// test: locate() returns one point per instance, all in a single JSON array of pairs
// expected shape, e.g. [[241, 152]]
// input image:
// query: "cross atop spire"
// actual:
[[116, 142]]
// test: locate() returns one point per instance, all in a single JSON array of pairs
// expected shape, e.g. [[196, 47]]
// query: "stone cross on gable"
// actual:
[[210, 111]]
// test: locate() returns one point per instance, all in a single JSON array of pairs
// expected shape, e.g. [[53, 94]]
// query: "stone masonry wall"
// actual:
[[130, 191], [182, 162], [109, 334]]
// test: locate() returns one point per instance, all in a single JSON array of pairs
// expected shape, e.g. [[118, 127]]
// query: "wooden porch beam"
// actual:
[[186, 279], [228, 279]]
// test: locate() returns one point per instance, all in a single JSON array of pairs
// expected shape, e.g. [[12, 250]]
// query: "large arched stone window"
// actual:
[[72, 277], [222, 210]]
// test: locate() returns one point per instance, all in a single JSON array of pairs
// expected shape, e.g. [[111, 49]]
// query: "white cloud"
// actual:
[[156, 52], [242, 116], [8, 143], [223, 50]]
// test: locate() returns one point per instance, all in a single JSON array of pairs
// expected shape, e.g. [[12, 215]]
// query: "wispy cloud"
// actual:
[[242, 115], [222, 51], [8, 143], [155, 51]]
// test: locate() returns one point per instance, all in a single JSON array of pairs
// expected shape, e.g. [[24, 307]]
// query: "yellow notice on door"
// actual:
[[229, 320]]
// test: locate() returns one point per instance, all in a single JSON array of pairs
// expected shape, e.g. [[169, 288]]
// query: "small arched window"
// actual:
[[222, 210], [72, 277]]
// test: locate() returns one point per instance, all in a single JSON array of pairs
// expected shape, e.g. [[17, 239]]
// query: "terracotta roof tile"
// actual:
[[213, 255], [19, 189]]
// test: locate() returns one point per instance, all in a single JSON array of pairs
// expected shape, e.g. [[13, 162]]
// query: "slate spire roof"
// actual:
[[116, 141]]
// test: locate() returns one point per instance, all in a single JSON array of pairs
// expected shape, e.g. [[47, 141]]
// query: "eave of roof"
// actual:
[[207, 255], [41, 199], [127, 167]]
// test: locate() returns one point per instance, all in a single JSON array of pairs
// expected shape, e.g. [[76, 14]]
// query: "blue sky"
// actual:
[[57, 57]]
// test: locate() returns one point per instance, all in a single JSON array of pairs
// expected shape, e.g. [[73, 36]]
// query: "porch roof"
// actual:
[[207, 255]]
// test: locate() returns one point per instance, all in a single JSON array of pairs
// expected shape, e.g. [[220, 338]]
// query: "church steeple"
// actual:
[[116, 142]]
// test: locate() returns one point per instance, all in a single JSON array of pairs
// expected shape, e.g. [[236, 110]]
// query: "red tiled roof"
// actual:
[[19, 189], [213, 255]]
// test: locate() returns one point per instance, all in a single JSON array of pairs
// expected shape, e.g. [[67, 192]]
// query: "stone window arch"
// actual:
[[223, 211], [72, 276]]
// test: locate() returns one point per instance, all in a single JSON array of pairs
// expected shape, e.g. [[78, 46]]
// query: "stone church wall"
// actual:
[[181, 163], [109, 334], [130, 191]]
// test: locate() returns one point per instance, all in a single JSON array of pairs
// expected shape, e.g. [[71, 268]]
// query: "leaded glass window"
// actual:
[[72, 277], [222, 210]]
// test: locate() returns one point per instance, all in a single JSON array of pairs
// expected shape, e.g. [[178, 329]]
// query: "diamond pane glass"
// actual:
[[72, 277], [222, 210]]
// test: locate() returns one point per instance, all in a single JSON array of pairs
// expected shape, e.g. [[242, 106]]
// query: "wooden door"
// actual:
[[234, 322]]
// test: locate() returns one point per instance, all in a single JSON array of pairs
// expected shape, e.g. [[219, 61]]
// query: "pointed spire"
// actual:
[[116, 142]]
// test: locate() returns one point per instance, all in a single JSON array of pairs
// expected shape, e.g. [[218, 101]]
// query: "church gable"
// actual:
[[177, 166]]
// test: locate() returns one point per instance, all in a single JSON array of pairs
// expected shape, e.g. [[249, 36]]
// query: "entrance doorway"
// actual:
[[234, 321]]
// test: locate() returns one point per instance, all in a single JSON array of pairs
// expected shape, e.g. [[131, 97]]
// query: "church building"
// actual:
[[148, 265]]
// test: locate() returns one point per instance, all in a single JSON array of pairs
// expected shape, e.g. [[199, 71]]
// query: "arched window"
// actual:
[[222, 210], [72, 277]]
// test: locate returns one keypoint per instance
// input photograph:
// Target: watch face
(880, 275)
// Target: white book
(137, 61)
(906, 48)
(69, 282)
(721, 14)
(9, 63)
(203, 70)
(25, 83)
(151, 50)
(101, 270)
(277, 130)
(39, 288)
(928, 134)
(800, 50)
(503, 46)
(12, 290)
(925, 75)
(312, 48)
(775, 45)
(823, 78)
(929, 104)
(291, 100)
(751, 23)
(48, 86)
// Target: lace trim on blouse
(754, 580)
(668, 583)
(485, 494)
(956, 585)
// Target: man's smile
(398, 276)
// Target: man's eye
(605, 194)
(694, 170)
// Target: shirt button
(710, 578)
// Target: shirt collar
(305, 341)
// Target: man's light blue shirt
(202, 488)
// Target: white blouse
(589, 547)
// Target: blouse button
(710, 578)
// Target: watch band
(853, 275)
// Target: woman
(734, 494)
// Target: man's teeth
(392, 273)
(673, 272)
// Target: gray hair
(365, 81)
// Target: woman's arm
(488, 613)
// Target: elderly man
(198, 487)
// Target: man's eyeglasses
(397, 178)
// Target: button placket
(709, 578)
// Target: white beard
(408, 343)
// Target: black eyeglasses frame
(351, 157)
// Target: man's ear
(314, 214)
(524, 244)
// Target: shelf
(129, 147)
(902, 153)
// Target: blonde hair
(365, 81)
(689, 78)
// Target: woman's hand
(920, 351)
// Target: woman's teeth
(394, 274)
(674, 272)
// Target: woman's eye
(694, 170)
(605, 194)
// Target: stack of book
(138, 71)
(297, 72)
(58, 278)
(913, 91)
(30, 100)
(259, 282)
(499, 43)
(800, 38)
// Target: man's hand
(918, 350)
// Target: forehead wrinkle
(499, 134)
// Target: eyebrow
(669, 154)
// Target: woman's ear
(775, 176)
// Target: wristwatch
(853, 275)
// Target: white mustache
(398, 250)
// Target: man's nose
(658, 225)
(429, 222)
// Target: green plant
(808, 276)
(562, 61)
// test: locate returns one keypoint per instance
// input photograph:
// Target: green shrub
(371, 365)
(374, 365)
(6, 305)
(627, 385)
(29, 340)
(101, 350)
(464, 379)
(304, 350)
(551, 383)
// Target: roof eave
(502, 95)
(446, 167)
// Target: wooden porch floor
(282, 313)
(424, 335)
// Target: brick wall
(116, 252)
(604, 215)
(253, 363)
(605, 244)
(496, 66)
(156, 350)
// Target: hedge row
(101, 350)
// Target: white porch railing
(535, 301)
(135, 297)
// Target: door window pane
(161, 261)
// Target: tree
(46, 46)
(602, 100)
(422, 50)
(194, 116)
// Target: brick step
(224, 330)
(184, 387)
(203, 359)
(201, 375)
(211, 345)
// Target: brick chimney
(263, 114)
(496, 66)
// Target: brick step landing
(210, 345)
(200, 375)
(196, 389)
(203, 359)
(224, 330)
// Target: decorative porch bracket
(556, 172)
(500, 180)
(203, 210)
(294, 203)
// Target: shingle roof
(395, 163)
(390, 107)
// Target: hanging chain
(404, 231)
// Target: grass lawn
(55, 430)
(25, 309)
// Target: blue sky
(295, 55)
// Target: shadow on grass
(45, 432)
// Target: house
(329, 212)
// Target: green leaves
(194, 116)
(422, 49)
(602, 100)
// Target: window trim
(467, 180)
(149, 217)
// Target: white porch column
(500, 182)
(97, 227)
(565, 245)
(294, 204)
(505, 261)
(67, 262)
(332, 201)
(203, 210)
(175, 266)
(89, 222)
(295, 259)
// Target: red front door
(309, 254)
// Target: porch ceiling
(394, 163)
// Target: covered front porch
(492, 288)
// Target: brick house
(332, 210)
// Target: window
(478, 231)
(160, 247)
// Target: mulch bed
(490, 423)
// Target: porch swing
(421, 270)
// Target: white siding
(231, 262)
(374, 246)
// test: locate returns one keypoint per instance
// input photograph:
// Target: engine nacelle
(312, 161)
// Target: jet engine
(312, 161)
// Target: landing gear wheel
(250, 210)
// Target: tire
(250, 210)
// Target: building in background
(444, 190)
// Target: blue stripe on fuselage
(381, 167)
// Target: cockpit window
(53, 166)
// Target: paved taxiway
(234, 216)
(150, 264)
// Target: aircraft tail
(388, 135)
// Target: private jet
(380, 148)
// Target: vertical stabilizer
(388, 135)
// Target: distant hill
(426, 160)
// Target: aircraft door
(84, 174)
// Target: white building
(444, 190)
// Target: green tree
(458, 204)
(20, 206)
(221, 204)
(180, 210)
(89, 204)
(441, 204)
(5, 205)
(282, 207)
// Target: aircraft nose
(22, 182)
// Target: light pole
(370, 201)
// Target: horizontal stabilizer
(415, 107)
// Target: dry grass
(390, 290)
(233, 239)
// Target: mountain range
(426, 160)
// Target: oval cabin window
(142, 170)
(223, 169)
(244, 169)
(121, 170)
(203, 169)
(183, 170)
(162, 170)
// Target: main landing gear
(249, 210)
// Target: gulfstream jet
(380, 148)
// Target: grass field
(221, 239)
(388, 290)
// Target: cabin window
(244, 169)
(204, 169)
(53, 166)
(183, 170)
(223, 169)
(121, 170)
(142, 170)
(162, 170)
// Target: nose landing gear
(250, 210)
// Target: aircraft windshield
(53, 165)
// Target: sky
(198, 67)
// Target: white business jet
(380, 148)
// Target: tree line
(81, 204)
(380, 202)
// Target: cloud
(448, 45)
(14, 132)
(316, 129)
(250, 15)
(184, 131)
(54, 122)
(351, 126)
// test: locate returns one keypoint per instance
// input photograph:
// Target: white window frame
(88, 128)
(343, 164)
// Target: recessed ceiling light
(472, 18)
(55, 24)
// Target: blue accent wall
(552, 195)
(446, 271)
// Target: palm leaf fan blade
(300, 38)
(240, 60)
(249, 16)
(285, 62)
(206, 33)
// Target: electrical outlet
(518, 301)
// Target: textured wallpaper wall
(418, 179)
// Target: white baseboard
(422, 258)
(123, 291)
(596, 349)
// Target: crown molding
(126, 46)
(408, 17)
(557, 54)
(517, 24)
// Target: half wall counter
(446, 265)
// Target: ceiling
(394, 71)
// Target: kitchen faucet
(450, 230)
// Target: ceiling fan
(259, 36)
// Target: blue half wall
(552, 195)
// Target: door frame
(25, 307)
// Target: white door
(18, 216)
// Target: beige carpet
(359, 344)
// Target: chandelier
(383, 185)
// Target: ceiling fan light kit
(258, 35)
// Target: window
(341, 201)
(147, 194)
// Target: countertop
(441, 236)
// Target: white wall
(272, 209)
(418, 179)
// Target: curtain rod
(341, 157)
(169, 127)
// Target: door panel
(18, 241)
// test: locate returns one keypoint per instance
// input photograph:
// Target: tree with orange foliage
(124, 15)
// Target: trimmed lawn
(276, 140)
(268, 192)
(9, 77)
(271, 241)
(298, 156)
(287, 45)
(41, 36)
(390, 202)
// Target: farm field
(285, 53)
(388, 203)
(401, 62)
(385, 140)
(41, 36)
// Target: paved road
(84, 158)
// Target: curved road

+ + + +

→ **TASK ITEM**
Pull each line containing the word "spire" out of the data above.

→ **ANSWER BOX**
// query: "cross atop spire"
// query: "slate spire roof"
// query: "pointed spire"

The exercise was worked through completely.